=== Section Start ===
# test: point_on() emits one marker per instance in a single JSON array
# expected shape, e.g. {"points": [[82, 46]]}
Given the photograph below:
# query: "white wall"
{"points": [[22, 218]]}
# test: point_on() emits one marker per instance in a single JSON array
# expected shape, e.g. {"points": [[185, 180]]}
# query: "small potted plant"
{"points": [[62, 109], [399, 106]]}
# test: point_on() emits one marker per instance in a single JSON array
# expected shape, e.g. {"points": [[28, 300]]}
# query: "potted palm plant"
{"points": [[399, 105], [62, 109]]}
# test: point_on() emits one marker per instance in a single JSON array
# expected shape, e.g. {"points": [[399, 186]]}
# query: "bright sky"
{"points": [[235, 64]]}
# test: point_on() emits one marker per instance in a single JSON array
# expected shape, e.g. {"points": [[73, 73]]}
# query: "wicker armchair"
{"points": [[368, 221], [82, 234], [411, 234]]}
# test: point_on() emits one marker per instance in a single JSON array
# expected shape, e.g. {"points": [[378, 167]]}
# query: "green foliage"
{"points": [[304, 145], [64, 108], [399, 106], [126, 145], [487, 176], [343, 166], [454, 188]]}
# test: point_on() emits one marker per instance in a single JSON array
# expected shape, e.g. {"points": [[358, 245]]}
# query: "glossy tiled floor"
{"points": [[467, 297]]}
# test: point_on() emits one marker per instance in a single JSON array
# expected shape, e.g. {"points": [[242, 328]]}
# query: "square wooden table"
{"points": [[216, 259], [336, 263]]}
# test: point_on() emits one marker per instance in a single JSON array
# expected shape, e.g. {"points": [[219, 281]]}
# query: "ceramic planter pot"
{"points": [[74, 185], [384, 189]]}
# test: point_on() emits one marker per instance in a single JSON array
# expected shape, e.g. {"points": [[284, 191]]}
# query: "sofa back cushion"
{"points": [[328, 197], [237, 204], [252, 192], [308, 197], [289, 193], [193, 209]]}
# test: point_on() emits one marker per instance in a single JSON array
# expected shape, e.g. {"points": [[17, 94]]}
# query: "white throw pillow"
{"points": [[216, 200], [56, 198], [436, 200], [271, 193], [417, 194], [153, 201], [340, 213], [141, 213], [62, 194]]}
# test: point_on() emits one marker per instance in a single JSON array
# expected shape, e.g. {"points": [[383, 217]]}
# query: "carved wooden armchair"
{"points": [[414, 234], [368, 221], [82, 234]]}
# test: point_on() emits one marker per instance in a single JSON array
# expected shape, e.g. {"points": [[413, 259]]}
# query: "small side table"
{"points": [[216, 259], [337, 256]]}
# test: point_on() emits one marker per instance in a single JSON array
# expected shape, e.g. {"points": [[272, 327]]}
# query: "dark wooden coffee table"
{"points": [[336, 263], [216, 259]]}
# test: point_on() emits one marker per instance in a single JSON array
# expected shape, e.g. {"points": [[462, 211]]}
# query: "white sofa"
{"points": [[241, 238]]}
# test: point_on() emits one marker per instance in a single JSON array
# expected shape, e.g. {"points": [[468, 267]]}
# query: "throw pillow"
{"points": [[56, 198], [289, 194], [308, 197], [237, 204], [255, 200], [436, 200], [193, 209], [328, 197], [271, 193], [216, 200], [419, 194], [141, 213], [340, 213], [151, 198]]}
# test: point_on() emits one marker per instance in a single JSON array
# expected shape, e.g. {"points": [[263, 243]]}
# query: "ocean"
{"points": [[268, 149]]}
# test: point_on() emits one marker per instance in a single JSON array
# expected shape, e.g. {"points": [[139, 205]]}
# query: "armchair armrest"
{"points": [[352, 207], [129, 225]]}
=== Section End ===
ACTIVITY: Write all the entries again precisely as they were given.

WRITTEN ANSWER:
# test: point_on() emits one marker per instance in a single JSON array
# expected shape, e.g. {"points": [[82, 46]]}
Given the photograph below:
# query: "white wall"
{"points": [[22, 218]]}
# test: point_on() emits one marker per instance in a single JSON array
# expected shape, e.g. {"points": [[185, 180]]}
# query: "small potted plant"
{"points": [[62, 109], [399, 106]]}
# test: point_on() emits one marker per instance in a single JSON array
# expected shape, e.g. {"points": [[28, 300]]}
# query: "potted palm plant"
{"points": [[399, 105], [62, 109]]}
# test: point_on() emits one marker per instance in a single JSON array
# expected shape, e.g. {"points": [[399, 186]]}
# query: "bright sky"
{"points": [[235, 64]]}
# test: point_on() emits one marker per instance in a single JSON array
# expected shape, e.g. {"points": [[73, 73]]}
# query: "wicker armchair"
{"points": [[368, 221], [82, 234], [411, 234]]}
# test: point_on() emits one marker per instance in a single JSON array
# expected shape, e.g. {"points": [[378, 167]]}
# query: "green foliage"
{"points": [[304, 145], [64, 108], [399, 106], [126, 145], [487, 176], [343, 166], [454, 188]]}
# test: point_on() emits one marker per instance in a single JSON array
# expected shape, e.g. {"points": [[358, 245]]}
# query: "glossy tiled floor"
{"points": [[467, 297]]}
# test: point_on() emits one marker per instance in a single JSON array
# expected shape, e.g. {"points": [[242, 328]]}
# query: "square wooden table"
{"points": [[216, 259], [336, 263]]}
# test: point_on() emits one marker per instance in a single JSON array
# expected shape, e.g. {"points": [[219, 281]]}
# query: "ceramic planter pot"
{"points": [[74, 185], [384, 189]]}
# test: point_on() emits one marker per instance in a single JSON array
# expected shape, e.g. {"points": [[284, 191]]}
# query: "sofa back cushion"
{"points": [[328, 197], [237, 204], [252, 192], [308, 197], [289, 193], [193, 209]]}
# test: point_on() emits one marker per instance in a single JSON array
# expected shape, e.g. {"points": [[17, 94]]}
# query: "white throw pillow"
{"points": [[216, 200], [56, 198], [436, 200], [271, 193], [417, 194], [153, 201], [340, 213], [141, 213], [62, 194]]}
# test: point_on() emits one marker per instance in a single JSON array
# expected shape, e.g. {"points": [[383, 217]]}
# query: "carved wooden armchair"
{"points": [[414, 234], [368, 221], [82, 234]]}
# test: point_on() emits one marker per instance in a single JSON array
# expected shape, e.g. {"points": [[413, 259]]}
# query: "small side table"
{"points": [[216, 259], [337, 256]]}
# test: point_on() emits one marker per instance in a single JSON array
# expected shape, e.g. {"points": [[272, 327]]}
# query: "dark wooden coffee table"
{"points": [[336, 263], [216, 259]]}
# test: point_on() emits one marker per instance in a single JSON array
# expected shape, e.g. {"points": [[462, 211]]}
# query: "white sofa"
{"points": [[241, 238]]}
# test: point_on() emits one marker per instance in a single JSON array
# expected shape, e.g. {"points": [[468, 267]]}
# query: "throw pillow"
{"points": [[56, 198], [289, 194], [308, 197], [237, 204], [255, 200], [436, 200], [193, 209], [328, 197], [271, 193], [216, 200], [419, 194], [141, 213], [340, 213], [151, 198]]}
# test: point_on() emits one marker per instance in a single JSON array
# expected shape, e.g. {"points": [[263, 243]]}
# query: "ocean"
{"points": [[268, 149]]}
# test: point_on() emits one marker per instance in a single JSON array
# expected shape, e.g. {"points": [[139, 205]]}
# query: "armchair armrest"
{"points": [[352, 207], [129, 225]]}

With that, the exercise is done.